◆ **Data section**:
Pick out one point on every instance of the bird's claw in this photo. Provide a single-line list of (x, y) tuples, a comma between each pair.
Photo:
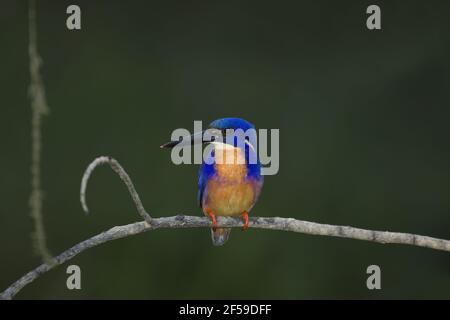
[(213, 220), (245, 218)]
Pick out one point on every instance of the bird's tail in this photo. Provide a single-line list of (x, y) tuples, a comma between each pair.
[(220, 235)]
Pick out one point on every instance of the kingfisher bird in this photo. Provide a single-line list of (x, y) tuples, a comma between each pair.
[(227, 188)]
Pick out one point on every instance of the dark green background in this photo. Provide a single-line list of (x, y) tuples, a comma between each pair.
[(364, 129)]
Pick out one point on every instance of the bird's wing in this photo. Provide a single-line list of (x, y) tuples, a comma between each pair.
[(201, 185), (205, 173)]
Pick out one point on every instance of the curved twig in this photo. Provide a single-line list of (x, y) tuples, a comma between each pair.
[(180, 221), (114, 164)]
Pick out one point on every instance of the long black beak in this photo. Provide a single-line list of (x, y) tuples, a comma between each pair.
[(195, 138)]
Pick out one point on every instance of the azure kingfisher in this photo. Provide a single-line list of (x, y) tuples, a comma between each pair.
[(228, 188)]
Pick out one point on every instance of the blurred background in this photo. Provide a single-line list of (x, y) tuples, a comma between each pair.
[(364, 141)]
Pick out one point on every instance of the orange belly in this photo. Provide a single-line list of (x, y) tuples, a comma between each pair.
[(229, 198)]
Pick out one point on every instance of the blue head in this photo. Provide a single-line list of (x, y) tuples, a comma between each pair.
[(231, 123)]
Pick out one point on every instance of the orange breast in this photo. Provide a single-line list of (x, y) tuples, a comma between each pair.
[(229, 193)]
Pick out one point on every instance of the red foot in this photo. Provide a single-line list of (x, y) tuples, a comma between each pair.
[(213, 219), (245, 218)]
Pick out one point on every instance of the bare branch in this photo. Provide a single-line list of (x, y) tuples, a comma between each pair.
[(283, 224), (114, 164), (180, 221), (39, 108)]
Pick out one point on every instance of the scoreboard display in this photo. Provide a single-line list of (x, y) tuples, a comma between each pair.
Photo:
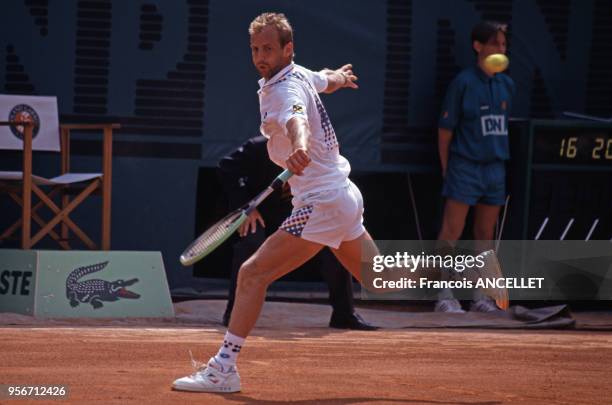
[(560, 180), (570, 146)]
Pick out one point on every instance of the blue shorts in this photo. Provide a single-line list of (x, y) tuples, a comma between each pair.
[(472, 182)]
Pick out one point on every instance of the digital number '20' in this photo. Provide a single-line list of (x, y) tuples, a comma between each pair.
[(602, 148)]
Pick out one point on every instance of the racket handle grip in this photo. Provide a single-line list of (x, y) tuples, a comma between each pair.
[(281, 179)]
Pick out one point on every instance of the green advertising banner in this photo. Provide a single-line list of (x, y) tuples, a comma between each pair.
[(17, 281), (83, 284)]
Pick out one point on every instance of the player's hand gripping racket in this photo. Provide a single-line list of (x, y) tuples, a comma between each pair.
[(219, 232)]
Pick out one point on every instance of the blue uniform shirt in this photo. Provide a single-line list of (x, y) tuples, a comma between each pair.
[(476, 109)]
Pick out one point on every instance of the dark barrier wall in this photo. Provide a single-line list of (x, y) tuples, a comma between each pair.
[(177, 75)]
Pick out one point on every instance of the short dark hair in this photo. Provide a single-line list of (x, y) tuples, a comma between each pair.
[(485, 30)]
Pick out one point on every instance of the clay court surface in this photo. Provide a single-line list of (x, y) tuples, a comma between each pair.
[(314, 365)]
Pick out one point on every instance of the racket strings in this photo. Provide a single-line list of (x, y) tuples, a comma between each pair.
[(213, 234)]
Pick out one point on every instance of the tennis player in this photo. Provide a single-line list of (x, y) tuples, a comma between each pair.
[(327, 206)]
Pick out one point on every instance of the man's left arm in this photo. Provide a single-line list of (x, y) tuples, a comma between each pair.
[(339, 78)]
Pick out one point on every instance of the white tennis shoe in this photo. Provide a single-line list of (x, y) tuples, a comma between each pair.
[(211, 377)]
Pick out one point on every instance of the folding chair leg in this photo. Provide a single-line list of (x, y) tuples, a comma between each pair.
[(10, 230), (62, 215)]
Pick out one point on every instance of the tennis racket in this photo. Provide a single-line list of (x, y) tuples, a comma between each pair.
[(219, 232)]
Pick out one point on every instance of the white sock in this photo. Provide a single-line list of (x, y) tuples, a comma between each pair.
[(229, 350)]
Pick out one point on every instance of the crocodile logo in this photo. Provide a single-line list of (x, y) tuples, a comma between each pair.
[(95, 291)]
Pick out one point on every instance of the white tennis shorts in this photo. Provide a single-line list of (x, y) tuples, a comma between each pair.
[(327, 217)]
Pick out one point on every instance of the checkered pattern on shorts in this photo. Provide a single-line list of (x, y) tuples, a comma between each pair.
[(296, 222), (331, 142)]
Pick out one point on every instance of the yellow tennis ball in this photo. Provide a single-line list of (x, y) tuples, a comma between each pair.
[(496, 63)]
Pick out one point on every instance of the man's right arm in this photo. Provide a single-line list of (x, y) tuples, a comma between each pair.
[(444, 139)]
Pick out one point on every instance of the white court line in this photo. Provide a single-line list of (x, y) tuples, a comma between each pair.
[(541, 228), (569, 225), (592, 228)]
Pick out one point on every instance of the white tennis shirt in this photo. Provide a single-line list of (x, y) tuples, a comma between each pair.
[(293, 92)]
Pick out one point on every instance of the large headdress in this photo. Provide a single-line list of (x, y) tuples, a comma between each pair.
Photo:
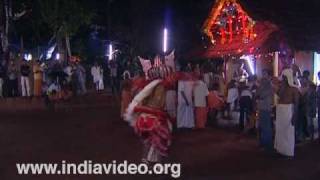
[(159, 72)]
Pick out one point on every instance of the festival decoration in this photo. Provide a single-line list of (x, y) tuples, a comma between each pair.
[(169, 60), (146, 65), (232, 32), (165, 40), (226, 20)]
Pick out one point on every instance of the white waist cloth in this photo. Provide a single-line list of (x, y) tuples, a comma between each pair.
[(285, 135)]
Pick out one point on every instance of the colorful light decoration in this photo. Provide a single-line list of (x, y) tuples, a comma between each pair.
[(110, 52), (228, 17), (165, 40), (250, 61), (28, 57), (57, 56), (49, 52)]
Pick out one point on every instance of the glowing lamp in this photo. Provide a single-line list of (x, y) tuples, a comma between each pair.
[(110, 51)]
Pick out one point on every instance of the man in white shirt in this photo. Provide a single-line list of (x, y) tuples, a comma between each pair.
[(185, 116), (201, 93), (97, 75)]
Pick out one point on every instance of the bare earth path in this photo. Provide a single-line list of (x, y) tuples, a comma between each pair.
[(97, 134)]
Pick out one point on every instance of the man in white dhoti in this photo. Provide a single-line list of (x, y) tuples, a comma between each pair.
[(97, 75), (185, 116), (286, 115)]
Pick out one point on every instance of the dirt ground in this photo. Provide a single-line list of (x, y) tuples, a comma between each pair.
[(97, 134)]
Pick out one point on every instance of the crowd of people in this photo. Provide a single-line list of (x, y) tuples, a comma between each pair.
[(54, 80), (281, 111)]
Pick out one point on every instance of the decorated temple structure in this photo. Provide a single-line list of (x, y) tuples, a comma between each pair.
[(233, 34)]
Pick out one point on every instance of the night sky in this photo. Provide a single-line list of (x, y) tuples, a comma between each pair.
[(139, 23)]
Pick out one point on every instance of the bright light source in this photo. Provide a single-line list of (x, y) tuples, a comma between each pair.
[(50, 51), (165, 40), (316, 68), (57, 56), (110, 51), (250, 61), (28, 57)]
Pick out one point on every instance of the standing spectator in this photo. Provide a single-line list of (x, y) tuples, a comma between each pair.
[(245, 103), (13, 79), (2, 77), (286, 115), (311, 108), (114, 76), (126, 94), (185, 115), (81, 79), (37, 75), (302, 131), (201, 93), (240, 74), (264, 96), (188, 68), (25, 84), (68, 71), (171, 101), (97, 75), (232, 98)]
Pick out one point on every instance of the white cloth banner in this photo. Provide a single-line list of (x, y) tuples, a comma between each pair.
[(169, 61)]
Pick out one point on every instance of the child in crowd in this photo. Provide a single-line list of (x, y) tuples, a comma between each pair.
[(232, 97), (245, 104)]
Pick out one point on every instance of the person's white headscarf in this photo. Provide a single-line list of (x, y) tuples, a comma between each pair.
[(292, 81)]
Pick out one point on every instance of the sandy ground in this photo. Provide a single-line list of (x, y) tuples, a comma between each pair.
[(97, 134)]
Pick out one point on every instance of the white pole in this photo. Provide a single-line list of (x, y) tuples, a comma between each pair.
[(165, 40)]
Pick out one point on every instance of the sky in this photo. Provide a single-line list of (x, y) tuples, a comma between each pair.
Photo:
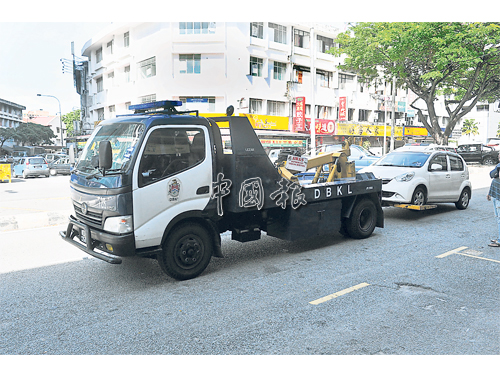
[(30, 50), (30, 62)]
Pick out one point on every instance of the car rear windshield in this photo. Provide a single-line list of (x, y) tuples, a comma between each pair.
[(404, 159)]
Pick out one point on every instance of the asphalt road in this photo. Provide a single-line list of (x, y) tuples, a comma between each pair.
[(399, 292)]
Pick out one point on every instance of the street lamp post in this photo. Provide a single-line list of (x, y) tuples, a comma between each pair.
[(60, 116)]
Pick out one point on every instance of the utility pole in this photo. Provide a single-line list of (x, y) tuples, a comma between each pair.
[(393, 112), (312, 125), (60, 115)]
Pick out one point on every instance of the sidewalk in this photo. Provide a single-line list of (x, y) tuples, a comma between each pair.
[(54, 210)]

◆ **The request**: Reproduce the data word for word, from its first line through the line that contains "[(220, 235)]", and leave the pictures out.

◆ **Solution**:
Pick out one point on every instance of the bird's claw in this photo. Provide a single-line list of (x, y) tuples, a comma between each pair.
Photo:
[(213, 220), (245, 218)]
Pick out one point on every instance of the bird's tail in this photo. Provide a single-line list of (x, y) tuples, a comma between each pair.
[(220, 235)]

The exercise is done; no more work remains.